— Start DATASET ENTRIES —

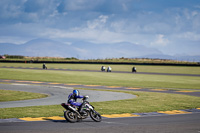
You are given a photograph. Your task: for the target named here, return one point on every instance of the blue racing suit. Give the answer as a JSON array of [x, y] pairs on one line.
[[72, 99]]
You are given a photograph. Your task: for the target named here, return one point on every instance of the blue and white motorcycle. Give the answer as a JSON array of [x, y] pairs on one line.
[[72, 113]]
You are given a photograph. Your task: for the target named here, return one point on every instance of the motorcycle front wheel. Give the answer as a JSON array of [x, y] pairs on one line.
[[70, 116], [95, 116]]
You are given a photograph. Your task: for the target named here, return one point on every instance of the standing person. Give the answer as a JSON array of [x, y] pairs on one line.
[[109, 69], [134, 69], [103, 68], [44, 66]]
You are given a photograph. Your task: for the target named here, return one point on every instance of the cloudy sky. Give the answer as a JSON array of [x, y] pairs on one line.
[[171, 26]]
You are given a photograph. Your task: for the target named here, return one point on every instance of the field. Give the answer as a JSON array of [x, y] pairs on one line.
[[146, 102]]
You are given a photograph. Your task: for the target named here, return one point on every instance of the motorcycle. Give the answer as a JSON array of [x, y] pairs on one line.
[[73, 115]]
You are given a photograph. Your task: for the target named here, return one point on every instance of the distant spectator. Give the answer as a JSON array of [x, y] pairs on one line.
[[44, 66], [134, 69], [103, 68], [109, 69]]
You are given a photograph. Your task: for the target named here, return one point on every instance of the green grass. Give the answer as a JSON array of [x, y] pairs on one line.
[[8, 95], [100, 78], [145, 102], [127, 68]]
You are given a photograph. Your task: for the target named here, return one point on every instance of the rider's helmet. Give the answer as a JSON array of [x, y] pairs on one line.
[[76, 92]]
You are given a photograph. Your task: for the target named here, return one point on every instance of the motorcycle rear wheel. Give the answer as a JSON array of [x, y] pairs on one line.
[[70, 116], [95, 116]]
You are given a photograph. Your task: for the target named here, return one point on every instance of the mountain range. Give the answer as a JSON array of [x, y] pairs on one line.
[[86, 50]]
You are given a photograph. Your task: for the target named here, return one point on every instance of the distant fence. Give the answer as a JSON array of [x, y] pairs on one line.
[[100, 62]]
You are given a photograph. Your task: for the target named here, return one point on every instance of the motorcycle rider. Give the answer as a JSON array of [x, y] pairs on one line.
[[72, 98]]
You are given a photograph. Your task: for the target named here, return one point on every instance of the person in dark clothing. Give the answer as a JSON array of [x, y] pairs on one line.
[[134, 69]]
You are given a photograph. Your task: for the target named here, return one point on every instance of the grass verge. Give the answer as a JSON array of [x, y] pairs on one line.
[[145, 102], [102, 78], [8, 95], [126, 68]]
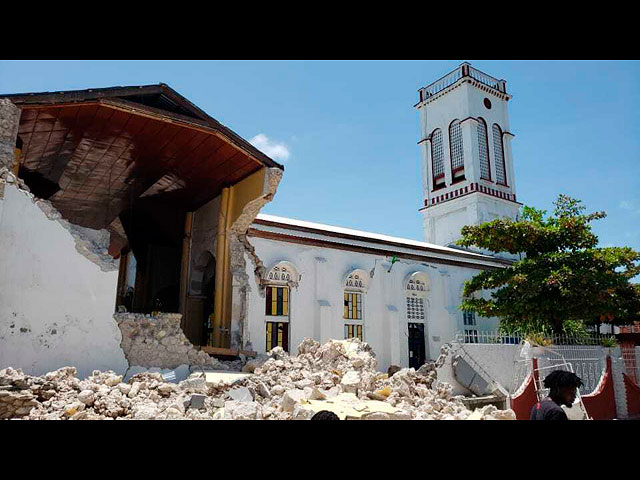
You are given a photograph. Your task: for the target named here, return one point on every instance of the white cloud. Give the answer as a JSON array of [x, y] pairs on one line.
[[630, 205], [276, 150]]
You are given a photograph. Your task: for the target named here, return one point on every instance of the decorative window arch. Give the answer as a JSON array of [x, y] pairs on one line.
[[437, 159], [416, 289], [483, 150], [498, 155], [278, 282], [355, 286], [282, 272], [456, 151]]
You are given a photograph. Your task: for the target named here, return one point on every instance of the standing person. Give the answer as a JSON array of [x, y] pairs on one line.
[[563, 388]]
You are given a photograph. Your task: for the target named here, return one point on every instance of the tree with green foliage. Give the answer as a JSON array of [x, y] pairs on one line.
[[564, 280]]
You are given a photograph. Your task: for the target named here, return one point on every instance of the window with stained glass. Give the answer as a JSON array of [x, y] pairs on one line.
[[483, 150], [498, 155], [415, 309], [353, 331], [469, 318], [352, 306], [277, 301], [437, 157], [416, 292], [455, 145]]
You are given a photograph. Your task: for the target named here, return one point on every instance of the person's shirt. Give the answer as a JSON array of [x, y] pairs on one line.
[[547, 409]]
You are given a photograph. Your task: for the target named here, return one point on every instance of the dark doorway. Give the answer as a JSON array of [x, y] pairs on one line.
[[278, 335], [209, 285], [416, 345]]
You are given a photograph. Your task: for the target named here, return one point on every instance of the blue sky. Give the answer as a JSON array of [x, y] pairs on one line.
[[347, 130]]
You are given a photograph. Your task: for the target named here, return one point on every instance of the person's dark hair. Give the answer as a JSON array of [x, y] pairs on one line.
[[560, 379], [325, 415]]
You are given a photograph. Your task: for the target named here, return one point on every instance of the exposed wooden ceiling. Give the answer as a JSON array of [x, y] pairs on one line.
[[93, 153]]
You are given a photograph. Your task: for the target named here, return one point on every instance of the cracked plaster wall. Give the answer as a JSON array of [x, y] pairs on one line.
[[56, 305]]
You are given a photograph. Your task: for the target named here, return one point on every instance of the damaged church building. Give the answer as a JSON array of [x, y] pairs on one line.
[[130, 235], [121, 200]]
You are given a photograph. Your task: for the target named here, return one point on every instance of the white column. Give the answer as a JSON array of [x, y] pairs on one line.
[[326, 321], [508, 160], [394, 335], [470, 147], [426, 170]]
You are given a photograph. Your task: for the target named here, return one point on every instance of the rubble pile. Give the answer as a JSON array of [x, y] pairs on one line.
[[157, 341], [339, 376]]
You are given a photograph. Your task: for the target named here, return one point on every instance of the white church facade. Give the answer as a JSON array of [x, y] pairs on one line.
[[401, 296], [134, 200]]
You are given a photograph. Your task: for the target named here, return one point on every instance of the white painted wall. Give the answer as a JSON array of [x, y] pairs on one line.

— End DATASET ENTRIES —

» WRITTEN EXERCISE: Rewrite the stretch of the data from the line containing "of the exposed" through the line containing "[[93, 153]]", changing "wooden" to "timber" and keeping everything else unchanged.

» IN RESPONSE:
You are given a photograph. Your task: for the target named here, return one point on every instance of the exposed timber ceiling. Give the answer as a JSON array of [x, y] pairs on one line.
[[93, 153]]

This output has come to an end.